**Task brief:** When you reach the entries below, transcribe each line word for word.

(Data entries)
****************

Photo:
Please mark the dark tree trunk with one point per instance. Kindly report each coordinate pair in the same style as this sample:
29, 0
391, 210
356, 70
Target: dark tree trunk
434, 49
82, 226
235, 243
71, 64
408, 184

****************

**Result of the task:**
Photo:
Please mark the dark tree trunk with one point per instance. Kindly report each coordinate pair in the same style as this sample:
29, 0
391, 210
356, 70
Target: dark tree trunk
434, 49
82, 226
235, 243
71, 64
408, 184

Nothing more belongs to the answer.